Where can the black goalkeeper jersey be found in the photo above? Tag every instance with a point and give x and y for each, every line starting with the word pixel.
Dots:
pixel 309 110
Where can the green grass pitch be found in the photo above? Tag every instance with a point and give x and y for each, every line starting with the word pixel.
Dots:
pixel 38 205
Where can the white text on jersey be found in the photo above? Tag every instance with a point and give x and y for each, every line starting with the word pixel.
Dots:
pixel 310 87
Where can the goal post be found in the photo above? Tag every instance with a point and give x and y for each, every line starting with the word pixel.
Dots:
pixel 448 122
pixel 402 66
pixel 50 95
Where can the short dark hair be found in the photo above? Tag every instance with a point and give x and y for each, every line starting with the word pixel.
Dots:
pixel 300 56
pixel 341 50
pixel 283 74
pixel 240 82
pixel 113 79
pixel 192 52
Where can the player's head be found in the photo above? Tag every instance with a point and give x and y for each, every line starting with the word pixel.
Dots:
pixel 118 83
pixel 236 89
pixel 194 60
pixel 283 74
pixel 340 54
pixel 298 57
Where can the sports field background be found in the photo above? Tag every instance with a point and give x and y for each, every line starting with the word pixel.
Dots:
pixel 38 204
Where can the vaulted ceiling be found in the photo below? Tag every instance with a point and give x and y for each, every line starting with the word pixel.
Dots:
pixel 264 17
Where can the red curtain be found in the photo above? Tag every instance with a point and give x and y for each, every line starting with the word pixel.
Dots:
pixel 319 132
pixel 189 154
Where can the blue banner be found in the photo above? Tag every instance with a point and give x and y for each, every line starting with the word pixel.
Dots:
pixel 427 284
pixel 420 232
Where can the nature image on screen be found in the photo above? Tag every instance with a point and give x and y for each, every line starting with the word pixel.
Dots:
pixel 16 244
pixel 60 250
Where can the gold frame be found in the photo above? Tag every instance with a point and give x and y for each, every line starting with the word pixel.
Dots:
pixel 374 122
********
■ REQUIREMENT ■
Put the data between the lines holding "Where can the player's" and "pixel 264 17", inclusive, into a two-column CSV headed label_text and coordinates. Each row should pair a label_text with its coordinates in two quoted fields, with line breaks replaced by spaces.

■ EXERCISE OUTPUT ■
label_text,coordinates
"Where can the player's head be found in the photo above? Tag every instance with a point and give x and y for each, every line starting with the word pixel. Dots:","pixel 118 83 pixel 236 89 pixel 194 60 pixel 283 74 pixel 340 54 pixel 298 57"
"Where can the sports field background be found in the photo above? Tag every instance with a point and give x and y for each, every line starting with the word pixel. Dots:","pixel 38 204"
"Where can the vaulted ceiling be found in the photo below? Tag every instance with a point and give x and y for each, every line starting with the word pixel. Dots:","pixel 264 17"